■ **What you are asked to do**
Among the entries below, how many lines include "Every"? Give the number alone.

■ **Entries supplied**
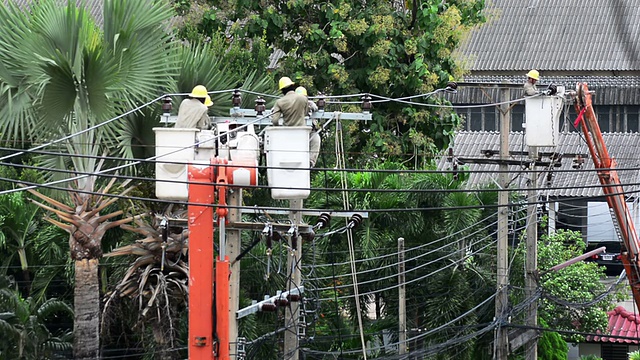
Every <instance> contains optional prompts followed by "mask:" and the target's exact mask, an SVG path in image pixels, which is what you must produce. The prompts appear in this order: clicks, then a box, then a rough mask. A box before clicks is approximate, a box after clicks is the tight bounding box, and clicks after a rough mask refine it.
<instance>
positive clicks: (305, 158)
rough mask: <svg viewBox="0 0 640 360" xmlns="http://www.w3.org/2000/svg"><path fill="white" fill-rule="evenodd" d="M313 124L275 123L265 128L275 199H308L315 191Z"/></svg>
mask: <svg viewBox="0 0 640 360" xmlns="http://www.w3.org/2000/svg"><path fill="white" fill-rule="evenodd" d="M310 132H311V127H309V126H271V127H267V128H266V129H265V130H264V152H265V153H266V155H267V178H268V180H269V187H271V197H272V198H274V199H289V200H293V199H306V198H307V197H308V196H309V194H310V193H311V190H310V188H311V177H310V169H309V133H310Z"/></svg>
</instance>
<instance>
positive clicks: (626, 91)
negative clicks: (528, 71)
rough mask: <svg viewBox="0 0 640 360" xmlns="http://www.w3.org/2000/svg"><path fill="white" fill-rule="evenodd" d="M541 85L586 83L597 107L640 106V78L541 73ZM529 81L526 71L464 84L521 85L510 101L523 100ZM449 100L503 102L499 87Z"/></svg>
mask: <svg viewBox="0 0 640 360" xmlns="http://www.w3.org/2000/svg"><path fill="white" fill-rule="evenodd" d="M540 76H541V78H540V81H541V85H540V86H538V88H539V89H543V88H545V87H546V85H545V84H555V85H564V86H565V88H566V89H567V90H573V89H575V86H576V83H578V82H586V83H587V84H589V89H590V90H592V91H595V94H594V96H593V103H594V105H640V77H636V76H545V74H544V72H541V75H540ZM525 80H526V77H525V72H523V73H522V74H521V75H520V76H504V75H503V76H501V75H496V76H489V75H471V76H466V77H465V78H464V79H462V81H463V82H464V83H502V82H506V83H511V84H516V85H518V86H520V89H517V90H513V91H511V99H512V100H513V99H518V98H522V97H523V95H524V94H523V89H522V87H521V85H522V84H524V82H525ZM446 96H447V100H449V101H451V102H452V103H454V104H482V103H489V102H491V101H490V99H500V97H501V95H500V93H499V90H498V89H497V88H491V87H485V88H483V89H480V88H476V87H471V86H463V87H460V88H459V89H458V93H457V94H454V95H451V94H447V95H446Z"/></svg>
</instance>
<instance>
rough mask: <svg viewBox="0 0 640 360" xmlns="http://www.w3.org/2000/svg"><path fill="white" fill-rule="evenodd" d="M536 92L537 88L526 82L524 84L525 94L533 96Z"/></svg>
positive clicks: (526, 94)
mask: <svg viewBox="0 0 640 360" xmlns="http://www.w3.org/2000/svg"><path fill="white" fill-rule="evenodd" d="M537 93H538V90H537V89H536V87H535V86H534V85H533V84H531V83H529V82H527V83H526V84H524V94H525V95H527V96H533V95H536V94H537Z"/></svg>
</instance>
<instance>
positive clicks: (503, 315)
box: [494, 87, 511, 360]
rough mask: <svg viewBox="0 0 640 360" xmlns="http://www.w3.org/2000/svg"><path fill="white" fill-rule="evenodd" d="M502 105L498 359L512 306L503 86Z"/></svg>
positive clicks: (497, 344) (507, 337)
mask: <svg viewBox="0 0 640 360" xmlns="http://www.w3.org/2000/svg"><path fill="white" fill-rule="evenodd" d="M500 92H501V95H502V99H501V100H502V101H501V102H502V105H500V160H501V162H500V165H499V169H500V174H499V175H498V184H499V186H500V192H499V193H498V244H497V252H498V261H497V295H496V312H495V318H496V320H497V321H498V327H497V328H496V333H495V339H494V341H495V359H497V360H507V356H508V355H509V337H508V333H507V329H506V328H505V327H503V326H502V325H503V323H504V322H506V321H507V319H505V315H506V313H507V308H508V301H509V297H508V293H507V286H508V284H509V278H508V277H509V272H508V268H507V267H508V262H507V256H508V246H509V232H508V225H509V207H508V205H509V192H508V191H507V186H508V183H509V174H508V170H509V166H508V165H507V160H508V158H509V132H510V127H511V109H510V107H509V104H508V101H509V100H511V89H509V88H508V87H507V88H501V89H500Z"/></svg>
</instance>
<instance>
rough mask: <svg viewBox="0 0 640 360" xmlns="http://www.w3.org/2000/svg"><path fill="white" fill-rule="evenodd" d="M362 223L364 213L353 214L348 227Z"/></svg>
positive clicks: (355, 226) (352, 226)
mask: <svg viewBox="0 0 640 360" xmlns="http://www.w3.org/2000/svg"><path fill="white" fill-rule="evenodd" d="M360 224H362V215H360V214H353V215H352V216H351V219H349V225H347V228H349V229H353V228H356V227H358V226H360Z"/></svg>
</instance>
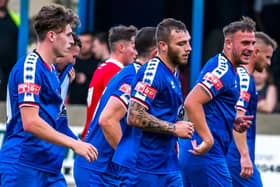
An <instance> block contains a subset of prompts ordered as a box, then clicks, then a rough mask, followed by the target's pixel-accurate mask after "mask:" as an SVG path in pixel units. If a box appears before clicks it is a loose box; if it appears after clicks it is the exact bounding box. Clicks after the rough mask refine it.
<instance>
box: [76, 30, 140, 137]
mask: <svg viewBox="0 0 280 187" xmlns="http://www.w3.org/2000/svg"><path fill="white" fill-rule="evenodd" d="M136 30H137V29H136V28H135V27H134V26H129V27H126V26H123V25H119V26H115V27H112V28H111V29H110V31H109V45H110V50H111V56H110V59H108V60H106V61H105V62H104V63H103V64H102V65H100V66H99V67H98V68H97V70H96V71H95V72H94V74H93V76H92V79H91V82H90V85H89V89H88V97H87V118H86V124H85V127H84V130H83V132H82V137H83V139H84V138H85V135H86V133H87V129H88V126H89V124H90V122H91V119H92V117H93V114H94V113H95V108H96V106H97V104H98V102H99V99H100V97H101V95H102V92H103V90H104V89H105V87H106V86H107V83H108V82H109V81H110V80H111V78H112V77H113V76H114V75H115V74H116V73H117V72H119V71H120V70H121V69H122V68H123V67H124V66H126V65H128V64H129V63H130V62H133V61H134V60H135V59H136V56H137V52H136V50H135V35H136Z"/></svg>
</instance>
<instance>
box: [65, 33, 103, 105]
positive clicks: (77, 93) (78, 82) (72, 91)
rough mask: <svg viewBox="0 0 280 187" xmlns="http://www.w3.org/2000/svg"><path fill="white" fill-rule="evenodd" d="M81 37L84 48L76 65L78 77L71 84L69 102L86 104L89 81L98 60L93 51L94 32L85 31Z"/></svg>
mask: <svg viewBox="0 0 280 187" xmlns="http://www.w3.org/2000/svg"><path fill="white" fill-rule="evenodd" d="M79 38H80V40H81V42H82V48H81V52H80V55H79V57H78V58H77V60H76V64H75V66H74V68H75V71H76V78H75V80H74V81H73V83H72V84H71V85H70V93H69V103H71V104H83V105H85V104H86V98H87V92H88V87H89V83H90V80H91V77H92V75H93V72H94V71H95V70H96V68H97V64H98V62H97V60H96V59H95V58H94V56H93V53H92V44H93V43H92V41H93V37H92V34H91V33H89V32H84V33H81V34H80V36H79Z"/></svg>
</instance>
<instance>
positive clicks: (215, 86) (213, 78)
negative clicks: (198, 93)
mask: <svg viewBox="0 0 280 187" xmlns="http://www.w3.org/2000/svg"><path fill="white" fill-rule="evenodd" d="M203 79H204V80H207V81H209V82H211V83H212V84H213V85H214V86H215V88H216V90H219V89H221V88H222V87H223V86H224V85H223V83H222V81H221V80H220V79H219V77H217V76H216V75H214V74H213V73H210V72H207V73H206V74H205V75H204V77H203Z"/></svg>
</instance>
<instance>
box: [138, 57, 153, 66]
mask: <svg viewBox="0 0 280 187" xmlns="http://www.w3.org/2000/svg"><path fill="white" fill-rule="evenodd" d="M148 60H150V59H149V58H144V57H138V58H137V59H136V62H139V63H140V64H141V65H143V64H145V62H147V61H148Z"/></svg>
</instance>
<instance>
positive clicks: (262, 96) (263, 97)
mask: <svg viewBox="0 0 280 187" xmlns="http://www.w3.org/2000/svg"><path fill="white" fill-rule="evenodd" d="M253 76H254V79H255V82H256V89H257V91H258V95H259V98H258V112H265V113H271V112H273V111H274V109H275V106H276V104H277V88H276V86H275V84H274V81H273V76H272V73H271V70H270V69H268V68H265V69H264V70H263V71H262V72H257V71H255V72H254V74H253Z"/></svg>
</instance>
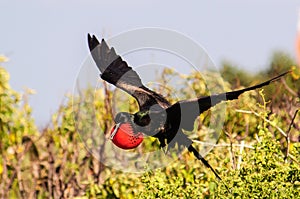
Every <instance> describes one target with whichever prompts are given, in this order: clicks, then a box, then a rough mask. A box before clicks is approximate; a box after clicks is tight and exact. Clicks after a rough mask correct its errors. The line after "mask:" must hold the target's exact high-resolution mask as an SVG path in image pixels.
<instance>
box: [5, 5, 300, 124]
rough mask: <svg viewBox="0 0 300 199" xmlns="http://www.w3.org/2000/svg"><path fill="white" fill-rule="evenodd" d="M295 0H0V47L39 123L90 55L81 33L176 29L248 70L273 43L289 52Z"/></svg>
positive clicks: (275, 44)
mask: <svg viewBox="0 0 300 199" xmlns="http://www.w3.org/2000/svg"><path fill="white" fill-rule="evenodd" d="M299 8H300V2H299V1H298V0H288V1H283V0H282V1H279V0H265V1H261V0H252V1H250V0H247V1H238V0H227V1H216V0H213V1H185V2H184V1H180V3H177V1H158V0H154V1H137V0H134V1H100V0H97V1H96V0H95V1H92V0H87V1H86V0H85V1H84V0H80V1H54V0H52V1H37V0H36V1H33V0H27V1H17V0H7V1H4V0H0V9H1V11H0V17H1V19H2V20H1V31H0V34H1V35H0V54H4V55H6V56H8V57H9V58H10V61H9V62H8V63H4V64H2V65H3V66H4V67H5V68H6V69H7V70H8V71H9V72H10V75H11V80H10V83H11V85H12V87H13V88H14V89H16V90H18V91H21V90H22V89H23V88H25V87H29V88H33V89H35V90H36V91H37V94H35V95H33V96H31V98H30V104H31V105H32V107H33V115H34V118H35V120H36V121H37V124H38V125H39V126H43V125H45V124H46V123H47V122H48V121H49V120H50V115H51V114H52V113H54V112H55V111H56V110H57V108H58V105H59V103H61V101H62V100H63V99H64V96H65V93H67V92H69V93H70V92H72V89H73V86H74V81H75V78H76V75H77V73H78V70H79V68H80V66H81V64H82V63H83V61H84V60H85V58H86V57H87V55H88V48H87V41H86V35H87V33H88V32H90V33H94V34H96V35H97V36H98V37H102V36H105V37H110V36H113V35H116V34H119V33H120V32H124V31H127V30H131V29H134V28H141V27H161V28H167V29H172V30H176V31H179V32H181V33H183V34H185V35H187V36H188V37H190V38H192V39H194V40H195V41H196V42H198V43H200V44H202V45H203V46H204V47H205V48H206V50H207V52H208V54H209V55H210V56H211V58H212V59H213V60H214V61H215V63H216V64H217V65H219V64H220V63H221V62H222V60H224V59H226V60H230V61H232V62H233V63H235V64H237V65H239V66H240V67H241V68H245V69H247V70H249V71H257V70H259V69H263V68H264V67H266V65H267V63H268V60H269V58H270V56H271V54H272V52H273V51H274V50H277V49H279V50H283V51H286V52H288V53H290V54H291V55H292V56H295V52H294V51H295V44H294V43H295V36H296V30H297V25H296V24H297V18H298V10H299Z"/></svg>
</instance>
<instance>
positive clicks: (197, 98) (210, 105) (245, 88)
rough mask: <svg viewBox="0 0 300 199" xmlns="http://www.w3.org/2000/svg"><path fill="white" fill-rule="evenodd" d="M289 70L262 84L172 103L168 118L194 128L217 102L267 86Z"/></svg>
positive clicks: (179, 127) (169, 111) (178, 122)
mask: <svg viewBox="0 0 300 199" xmlns="http://www.w3.org/2000/svg"><path fill="white" fill-rule="evenodd" d="M289 72H290V71H288V72H285V73H283V74H281V75H278V76H276V77H274V78H272V79H270V80H268V81H265V82H263V83H261V84H258V85H255V86H251V87H248V88H244V89H241V90H237V91H231V92H225V93H221V94H216V95H211V96H206V97H201V98H196V99H192V100H183V101H179V102H177V103H175V104H174V105H172V106H171V107H169V108H168V109H166V111H167V115H168V120H170V121H172V120H173V121H174V120H177V122H178V123H180V126H179V128H183V129H186V130H193V127H194V121H195V119H196V118H197V117H198V116H199V115H200V114H201V113H203V112H204V111H206V110H208V109H210V108H211V107H213V106H215V105H216V104H218V103H220V102H222V101H228V100H234V99H237V98H238V97H239V95H241V94H242V93H244V92H246V91H250V90H254V89H257V88H261V87H263V86H266V85H268V84H270V83H271V82H273V81H276V80H278V79H279V78H280V77H282V76H284V75H286V74H287V73H289Z"/></svg>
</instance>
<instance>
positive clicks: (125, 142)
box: [110, 112, 144, 149]
mask: <svg viewBox="0 0 300 199" xmlns="http://www.w3.org/2000/svg"><path fill="white" fill-rule="evenodd" d="M115 123H116V125H115V126H114V127H113V128H112V130H111V132H110V139H111V140H112V142H113V143H114V144H115V145H116V146H118V147H119V148H122V149H133V148H136V147H138V146H139V145H140V144H141V143H142V141H143V139H144V138H143V134H142V133H140V132H136V131H135V128H134V126H133V120H132V115H131V114H130V113H126V112H120V113H118V114H117V115H116V117H115Z"/></svg>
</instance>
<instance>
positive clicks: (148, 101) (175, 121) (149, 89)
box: [88, 34, 289, 180]
mask: <svg viewBox="0 0 300 199" xmlns="http://www.w3.org/2000/svg"><path fill="white" fill-rule="evenodd" d="M88 45H89V49H90V51H91V54H92V57H93V59H94V61H95V62H96V65H97V67H98V69H99V70H100V72H101V75H100V76H101V78H102V79H103V80H105V81H107V82H109V83H111V84H113V85H115V86H116V87H118V88H120V89H122V90H123V91H125V92H127V93H128V94H130V95H131V96H133V97H134V98H135V99H136V100H137V102H138V105H139V111H138V112H136V113H134V114H131V113H127V112H120V113H118V114H117V115H116V116H115V118H114V121H115V124H116V125H115V126H114V128H113V129H112V132H111V139H112V140H113V141H114V138H116V136H118V133H119V134H120V136H119V137H118V139H119V140H117V139H116V140H115V141H116V142H114V143H115V144H116V145H117V146H119V147H121V148H123V149H130V148H134V147H137V146H138V144H139V143H140V142H141V140H142V139H141V136H142V135H141V134H146V135H148V136H153V137H156V138H158V139H159V142H160V146H161V147H165V146H166V145H168V147H170V146H171V147H173V146H175V144H177V145H178V146H184V147H186V148H187V149H188V150H189V151H190V152H192V153H193V154H194V155H195V157H196V158H197V159H198V160H201V161H202V163H203V164H204V165H205V166H206V167H208V168H210V169H211V171H212V172H213V173H214V174H215V176H216V177H217V178H218V179H219V180H221V178H220V176H219V175H218V174H217V172H216V171H215V170H214V169H213V168H212V167H211V165H210V164H209V163H208V162H207V161H206V160H205V159H204V158H203V157H202V156H201V155H200V153H199V152H198V151H197V150H196V149H195V148H194V147H193V145H192V144H193V142H192V140H191V139H189V138H188V137H187V135H185V134H184V133H183V131H182V129H185V130H188V131H191V130H193V127H194V121H195V119H196V118H197V117H198V116H199V115H200V114H201V113H203V112H204V111H206V110H208V109H209V108H211V107H213V106H215V105H216V104H218V103H220V102H222V101H227V100H234V99H237V98H238V97H239V95H241V94H242V93H244V92H246V91H250V90H254V89H257V88H260V87H263V86H265V85H268V84H270V83H271V82H273V81H275V80H277V79H279V78H280V77H282V76H284V75H286V74H287V73H289V71H288V72H285V73H283V74H281V75H278V76H276V77H274V78H272V79H270V80H268V81H265V82H263V83H261V84H258V85H255V86H251V87H248V88H244V89H241V90H237V91H231V92H225V93H221V94H215V95H211V96H206V97H200V98H195V99H189V100H183V101H178V102H176V103H175V104H170V102H168V100H166V99H165V98H164V97H163V96H162V95H160V94H158V93H156V92H154V91H152V90H150V89H149V88H147V87H145V86H144V85H143V84H142V81H141V79H140V77H139V75H138V74H137V73H136V72H135V71H134V70H133V69H132V68H131V67H130V66H128V65H127V63H126V62H125V61H123V60H122V58H121V57H120V56H119V55H117V54H116V52H115V50H114V48H113V47H112V48H109V47H108V45H107V43H106V42H105V40H104V39H102V41H101V43H99V41H98V40H97V38H96V37H95V36H94V35H93V36H91V35H90V34H88ZM122 125H123V127H124V128H123V129H122V128H121V127H122ZM124 131H125V133H128V135H131V138H130V139H129V140H126V139H124V136H123V137H122V135H121V133H124ZM126 131H127V132H126ZM129 131H131V132H129ZM132 135H133V136H132ZM132 137H134V138H135V139H132ZM132 140H133V141H132ZM136 141H137V144H135V143H136ZM126 142H132V143H133V145H130V143H129V145H127V144H128V143H126Z"/></svg>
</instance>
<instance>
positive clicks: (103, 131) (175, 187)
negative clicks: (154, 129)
mask: <svg viewBox="0 0 300 199" xmlns="http://www.w3.org/2000/svg"><path fill="white" fill-rule="evenodd" d="M5 61H7V60H6V58H5V57H3V56H1V57H0V62H1V64H2V65H5V63H4V62H5ZM290 69H292V70H293V71H292V73H291V74H290V75H288V76H287V77H285V78H283V79H281V80H280V81H278V82H276V83H273V84H272V85H270V86H267V87H264V88H263V89H261V90H256V91H251V92H248V93H245V94H243V95H242V96H241V97H240V98H239V99H238V100H235V101H232V102H229V103H227V107H226V108H227V110H226V118H225V123H224V126H223V130H222V134H221V137H220V139H219V141H218V143H217V144H216V145H215V147H214V149H213V150H212V151H211V152H210V153H209V154H208V155H207V156H206V159H207V160H208V161H209V162H210V164H211V165H212V166H213V167H214V168H215V169H216V170H217V171H218V172H219V173H220V175H221V177H222V178H223V181H224V183H225V184H226V185H227V186H228V187H229V189H230V191H228V190H227V189H226V187H225V186H224V184H223V183H221V182H219V181H217V180H216V178H215V176H214V175H213V173H212V172H211V171H210V170H209V169H207V168H205V167H204V165H203V164H202V163H201V162H200V161H197V160H195V158H194V157H193V156H192V155H191V154H189V153H183V155H182V156H181V157H180V158H179V159H177V160H175V161H173V162H172V163H171V164H169V165H168V166H167V167H165V168H161V169H157V170H149V169H146V168H145V173H144V174H142V175H141V174H134V173H123V172H121V171H117V170H114V169H112V168H109V167H106V166H105V165H104V164H102V163H101V162H99V161H98V160H97V159H96V158H95V157H94V156H93V155H91V154H90V153H89V151H88V150H86V148H85V145H84V143H83V142H82V140H81V137H80V135H79V134H78V132H77V131H78V130H80V129H86V130H89V129H91V130H92V129H93V128H94V126H93V125H95V123H99V125H100V126H101V127H103V129H102V130H103V132H104V133H105V134H106V133H108V132H109V130H110V128H111V126H112V125H113V123H112V113H111V106H110V104H111V103H112V92H111V91H110V90H107V89H106V90H99V91H97V92H96V93H94V91H93V90H89V89H87V90H86V91H84V93H83V95H82V97H81V98H72V96H70V97H69V99H68V100H67V101H66V102H65V103H63V104H62V105H61V106H60V107H59V108H58V111H57V112H56V113H55V114H53V116H52V122H51V123H49V124H48V125H47V127H45V128H44V129H38V128H37V127H36V124H35V122H34V120H33V118H32V116H31V111H32V109H31V107H30V106H29V104H28V98H29V97H30V95H31V94H33V93H34V92H33V91H32V90H30V89H27V90H25V91H24V92H23V93H18V92H16V91H14V90H13V89H12V88H11V87H10V85H9V78H10V77H9V74H8V73H7V71H6V70H5V69H4V68H3V67H0V197H1V198H297V197H299V196H298V195H299V192H300V166H299V164H300V161H299V160H300V143H299V142H300V133H299V132H300V114H299V111H298V110H299V107H300V106H299V103H300V101H299V96H300V80H299V79H300V70H299V67H297V66H296V64H295V61H294V60H293V59H291V58H290V57H289V55H286V54H285V53H282V52H276V53H274V56H273V57H272V59H271V60H270V64H269V67H268V69H267V70H265V71H261V72H259V73H257V74H249V73H247V72H245V71H243V70H241V69H238V68H237V67H236V66H232V64H230V63H228V62H226V63H224V64H223V67H222V69H221V74H222V76H223V77H224V79H225V80H226V81H227V82H226V83H225V87H226V90H234V89H238V88H242V87H245V86H249V85H252V84H254V83H259V82H261V81H264V80H266V79H268V78H270V77H273V76H275V75H277V74H279V73H281V72H283V71H287V70H290ZM173 75H178V74H176V73H174V72H173V71H164V73H163V74H162V75H161V78H160V81H163V80H164V78H167V77H170V76H173ZM208 77H210V78H213V77H214V72H213V71H212V72H210V73H209V75H208ZM12 78H13V77H12ZM186 78H187V80H188V81H189V82H190V83H191V85H193V89H194V90H195V91H196V92H197V94H198V95H199V96H201V95H207V93H206V92H207V91H206V90H205V85H204V82H203V80H201V78H199V74H197V73H192V74H190V76H189V77H186ZM212 80H213V79H212ZM200 85H201V86H200ZM203 85H204V86H203ZM105 88H106V87H105ZM183 93H184V92H183ZM168 95H171V94H170V93H166V96H168ZM94 96H95V98H94ZM186 97H189V93H186ZM91 103H92V104H93V105H94V106H92V107H91V106H89V104H91ZM74 104H75V106H73V105H74ZM76 104H81V105H82V106H81V108H82V107H83V108H84V113H85V117H81V120H80V123H78V122H77V121H76V117H77V115H76V114H77V113H78V106H76ZM135 108H136V105H135V104H134V103H133V102H132V103H131V107H130V109H131V110H133V111H134V109H135ZM95 110H96V111H95ZM93 113H94V114H95V113H96V114H95V117H90V116H91V114H93ZM210 113H211V112H210V111H207V112H206V113H204V114H202V115H201V116H200V117H199V119H200V120H201V123H199V125H197V126H196V128H195V129H194V133H193V134H192V135H191V136H192V137H191V138H192V139H194V140H195V142H196V143H198V144H197V146H199V147H200V146H201V144H203V143H201V138H202V137H203V135H205V133H207V128H206V127H207V126H209V122H210V120H209V118H210ZM76 122H77V123H76ZM103 140H105V135H104V134H103ZM104 142H105V141H104ZM102 144H105V143H102ZM152 145H153V144H152V143H150V142H148V143H147V142H146V143H143V145H142V147H141V148H142V150H147V148H149V147H153V146H152ZM115 158H116V160H117V161H121V160H122V157H115ZM157 161H160V160H159V159H158V160H157Z"/></svg>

■ **Output**
2